__WHAT NEEDS TO BE DONE__
Reproduce from the records below, with no pictures, exactly the lines between the one containing "[locate] straw basket" and the one containing "[locate] white ceramic", inclusive.

__SUPPLIED DATA__
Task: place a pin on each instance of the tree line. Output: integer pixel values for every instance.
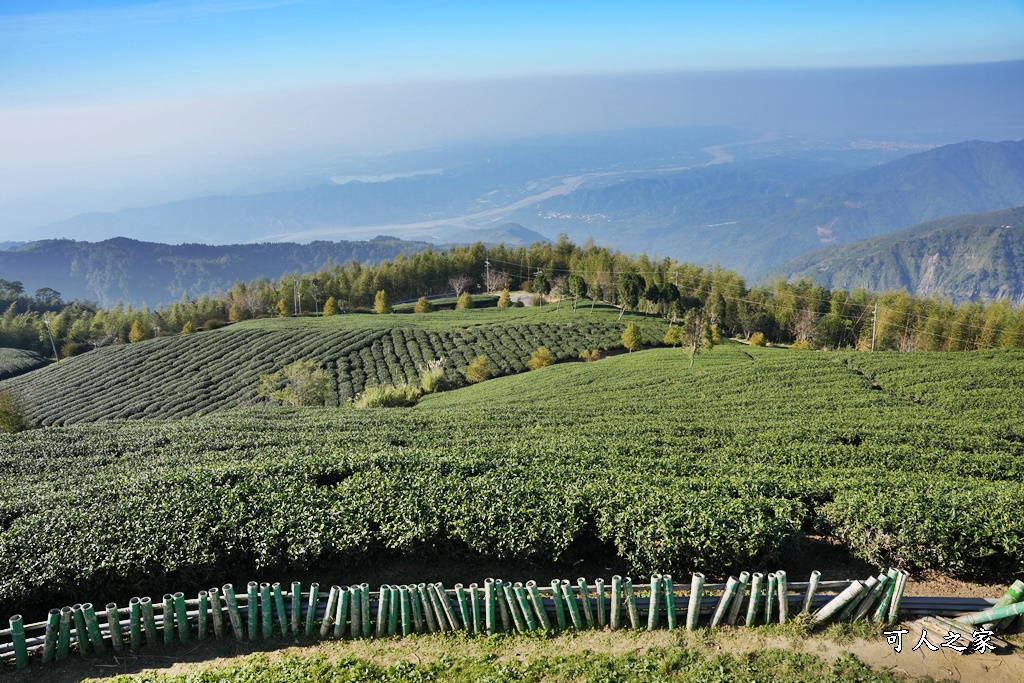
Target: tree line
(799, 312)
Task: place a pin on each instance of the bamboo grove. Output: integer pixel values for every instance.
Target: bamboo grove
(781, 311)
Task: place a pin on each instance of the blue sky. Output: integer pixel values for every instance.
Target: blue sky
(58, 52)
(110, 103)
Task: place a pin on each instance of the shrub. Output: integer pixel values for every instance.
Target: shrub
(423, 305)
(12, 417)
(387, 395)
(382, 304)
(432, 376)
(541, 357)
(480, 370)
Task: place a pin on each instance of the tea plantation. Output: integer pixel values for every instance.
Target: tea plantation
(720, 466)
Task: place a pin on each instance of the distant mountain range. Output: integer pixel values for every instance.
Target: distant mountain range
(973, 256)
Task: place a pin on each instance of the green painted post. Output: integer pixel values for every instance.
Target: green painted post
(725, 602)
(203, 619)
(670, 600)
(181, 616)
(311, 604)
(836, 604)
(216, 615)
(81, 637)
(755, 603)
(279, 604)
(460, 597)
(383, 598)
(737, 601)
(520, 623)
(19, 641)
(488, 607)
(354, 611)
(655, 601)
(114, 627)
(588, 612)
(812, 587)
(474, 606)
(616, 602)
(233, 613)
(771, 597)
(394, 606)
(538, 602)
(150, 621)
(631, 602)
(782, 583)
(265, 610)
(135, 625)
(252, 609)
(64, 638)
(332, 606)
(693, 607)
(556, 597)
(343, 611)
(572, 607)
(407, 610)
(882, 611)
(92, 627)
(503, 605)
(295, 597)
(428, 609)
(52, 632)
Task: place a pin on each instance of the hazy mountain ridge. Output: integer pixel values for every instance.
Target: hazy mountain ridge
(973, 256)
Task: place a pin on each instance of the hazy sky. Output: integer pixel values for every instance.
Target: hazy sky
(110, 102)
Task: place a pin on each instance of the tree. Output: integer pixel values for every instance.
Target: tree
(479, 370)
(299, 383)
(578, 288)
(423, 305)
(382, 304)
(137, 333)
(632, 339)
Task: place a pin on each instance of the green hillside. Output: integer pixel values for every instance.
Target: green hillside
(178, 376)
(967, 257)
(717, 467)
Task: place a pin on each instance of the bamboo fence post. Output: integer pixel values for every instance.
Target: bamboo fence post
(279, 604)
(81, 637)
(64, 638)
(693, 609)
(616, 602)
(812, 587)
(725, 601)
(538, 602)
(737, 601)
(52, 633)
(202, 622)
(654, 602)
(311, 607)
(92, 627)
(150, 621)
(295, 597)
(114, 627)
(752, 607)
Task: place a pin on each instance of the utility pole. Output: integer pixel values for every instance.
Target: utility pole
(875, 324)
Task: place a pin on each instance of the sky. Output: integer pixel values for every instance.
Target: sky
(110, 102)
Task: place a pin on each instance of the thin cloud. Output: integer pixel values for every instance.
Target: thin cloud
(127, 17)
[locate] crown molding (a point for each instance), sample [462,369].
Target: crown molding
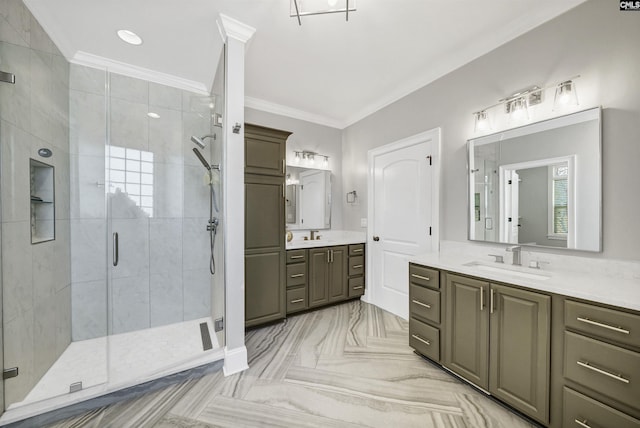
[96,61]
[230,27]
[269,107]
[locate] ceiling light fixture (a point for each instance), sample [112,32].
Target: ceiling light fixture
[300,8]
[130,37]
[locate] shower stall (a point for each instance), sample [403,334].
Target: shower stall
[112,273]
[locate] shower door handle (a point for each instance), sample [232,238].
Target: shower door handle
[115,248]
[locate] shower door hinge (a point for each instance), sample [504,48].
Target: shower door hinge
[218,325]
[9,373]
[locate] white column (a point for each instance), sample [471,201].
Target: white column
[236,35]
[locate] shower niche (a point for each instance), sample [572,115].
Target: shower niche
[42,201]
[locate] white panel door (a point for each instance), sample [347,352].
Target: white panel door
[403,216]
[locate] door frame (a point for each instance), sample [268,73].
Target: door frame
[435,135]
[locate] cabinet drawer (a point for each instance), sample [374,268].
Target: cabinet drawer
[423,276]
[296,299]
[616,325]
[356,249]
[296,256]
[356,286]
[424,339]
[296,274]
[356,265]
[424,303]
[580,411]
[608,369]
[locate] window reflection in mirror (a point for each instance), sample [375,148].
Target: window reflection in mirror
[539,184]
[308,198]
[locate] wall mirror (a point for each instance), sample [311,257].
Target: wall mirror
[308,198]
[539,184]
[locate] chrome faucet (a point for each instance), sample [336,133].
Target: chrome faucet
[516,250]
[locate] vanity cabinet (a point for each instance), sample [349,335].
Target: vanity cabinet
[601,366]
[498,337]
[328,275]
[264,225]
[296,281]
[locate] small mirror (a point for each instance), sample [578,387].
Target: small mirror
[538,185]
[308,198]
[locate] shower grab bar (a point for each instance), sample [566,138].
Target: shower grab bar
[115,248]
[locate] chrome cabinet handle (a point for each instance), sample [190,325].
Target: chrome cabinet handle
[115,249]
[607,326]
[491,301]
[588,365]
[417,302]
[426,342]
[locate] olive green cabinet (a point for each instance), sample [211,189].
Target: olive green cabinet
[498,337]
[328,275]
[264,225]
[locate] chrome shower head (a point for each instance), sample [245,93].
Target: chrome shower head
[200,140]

---

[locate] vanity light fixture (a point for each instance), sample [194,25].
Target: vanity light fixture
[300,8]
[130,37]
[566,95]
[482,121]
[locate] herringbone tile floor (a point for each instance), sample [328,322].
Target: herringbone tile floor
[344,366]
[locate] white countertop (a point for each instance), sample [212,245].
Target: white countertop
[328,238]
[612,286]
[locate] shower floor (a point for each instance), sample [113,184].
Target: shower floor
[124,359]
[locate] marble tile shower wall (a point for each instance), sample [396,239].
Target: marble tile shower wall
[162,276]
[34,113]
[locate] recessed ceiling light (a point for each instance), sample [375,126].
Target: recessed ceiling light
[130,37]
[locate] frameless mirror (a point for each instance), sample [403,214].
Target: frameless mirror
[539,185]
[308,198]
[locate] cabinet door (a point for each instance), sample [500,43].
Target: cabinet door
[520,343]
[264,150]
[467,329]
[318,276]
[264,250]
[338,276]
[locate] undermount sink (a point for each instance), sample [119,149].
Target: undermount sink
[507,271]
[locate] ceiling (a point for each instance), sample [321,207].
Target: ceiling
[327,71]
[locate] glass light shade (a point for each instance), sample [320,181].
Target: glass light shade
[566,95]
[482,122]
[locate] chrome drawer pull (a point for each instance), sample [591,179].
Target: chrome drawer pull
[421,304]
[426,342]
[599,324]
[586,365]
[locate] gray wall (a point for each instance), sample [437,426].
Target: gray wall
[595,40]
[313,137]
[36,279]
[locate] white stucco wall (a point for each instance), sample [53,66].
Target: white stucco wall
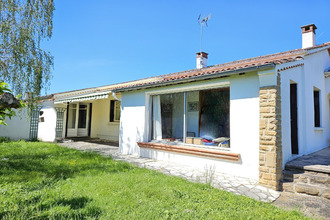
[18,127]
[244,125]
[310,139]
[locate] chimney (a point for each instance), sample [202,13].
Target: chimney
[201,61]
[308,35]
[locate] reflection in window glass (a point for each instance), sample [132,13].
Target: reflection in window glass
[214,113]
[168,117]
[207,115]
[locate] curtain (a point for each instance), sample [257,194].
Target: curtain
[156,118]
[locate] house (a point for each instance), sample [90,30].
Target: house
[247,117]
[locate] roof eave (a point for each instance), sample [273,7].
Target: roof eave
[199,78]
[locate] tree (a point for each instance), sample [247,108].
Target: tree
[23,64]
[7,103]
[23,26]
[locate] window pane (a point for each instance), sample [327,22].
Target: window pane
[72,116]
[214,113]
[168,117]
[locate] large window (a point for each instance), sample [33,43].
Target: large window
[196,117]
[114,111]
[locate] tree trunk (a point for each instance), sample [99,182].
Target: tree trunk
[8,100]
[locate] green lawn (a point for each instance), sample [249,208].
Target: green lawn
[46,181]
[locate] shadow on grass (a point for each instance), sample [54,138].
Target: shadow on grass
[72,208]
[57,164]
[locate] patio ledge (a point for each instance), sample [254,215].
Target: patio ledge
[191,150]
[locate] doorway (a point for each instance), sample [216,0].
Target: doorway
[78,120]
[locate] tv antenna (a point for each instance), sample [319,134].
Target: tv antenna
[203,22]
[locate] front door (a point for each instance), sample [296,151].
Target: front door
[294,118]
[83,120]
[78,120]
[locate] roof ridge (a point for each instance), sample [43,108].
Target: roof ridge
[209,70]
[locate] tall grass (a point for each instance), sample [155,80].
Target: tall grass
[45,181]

* * *

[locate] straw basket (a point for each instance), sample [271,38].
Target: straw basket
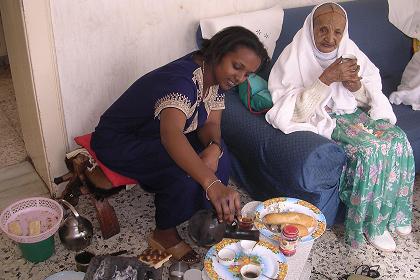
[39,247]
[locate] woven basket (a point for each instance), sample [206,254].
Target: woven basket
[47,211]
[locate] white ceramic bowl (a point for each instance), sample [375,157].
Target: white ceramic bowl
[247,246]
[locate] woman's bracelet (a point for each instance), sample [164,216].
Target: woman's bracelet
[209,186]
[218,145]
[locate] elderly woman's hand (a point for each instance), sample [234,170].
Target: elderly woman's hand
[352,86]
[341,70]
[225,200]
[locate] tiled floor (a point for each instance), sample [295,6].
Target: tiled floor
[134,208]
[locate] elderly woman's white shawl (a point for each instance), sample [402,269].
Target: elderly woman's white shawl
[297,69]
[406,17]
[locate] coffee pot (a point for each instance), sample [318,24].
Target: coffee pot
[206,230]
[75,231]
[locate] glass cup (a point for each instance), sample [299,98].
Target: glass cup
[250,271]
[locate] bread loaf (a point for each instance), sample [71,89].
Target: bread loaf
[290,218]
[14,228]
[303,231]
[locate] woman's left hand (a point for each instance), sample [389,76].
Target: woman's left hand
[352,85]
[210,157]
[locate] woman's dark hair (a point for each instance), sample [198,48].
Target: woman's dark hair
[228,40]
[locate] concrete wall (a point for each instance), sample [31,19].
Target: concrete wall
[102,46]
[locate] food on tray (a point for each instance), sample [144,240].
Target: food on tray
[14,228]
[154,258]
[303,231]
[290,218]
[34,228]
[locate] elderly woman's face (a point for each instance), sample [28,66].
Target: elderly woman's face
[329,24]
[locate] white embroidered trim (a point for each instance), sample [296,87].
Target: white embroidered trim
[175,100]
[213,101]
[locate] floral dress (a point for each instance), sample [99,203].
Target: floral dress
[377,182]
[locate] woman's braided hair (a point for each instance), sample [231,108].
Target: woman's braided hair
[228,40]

__RESULT OF THIS TASK__
[locate] straw basket (a point for each instance), sample [271,38].
Target: straw basket
[39,247]
[locate] woven basket (a point for each instance), sample [206,254].
Target: woven basket
[47,211]
[locate] white ceramic bowl (a point for each instance), sample [375,157].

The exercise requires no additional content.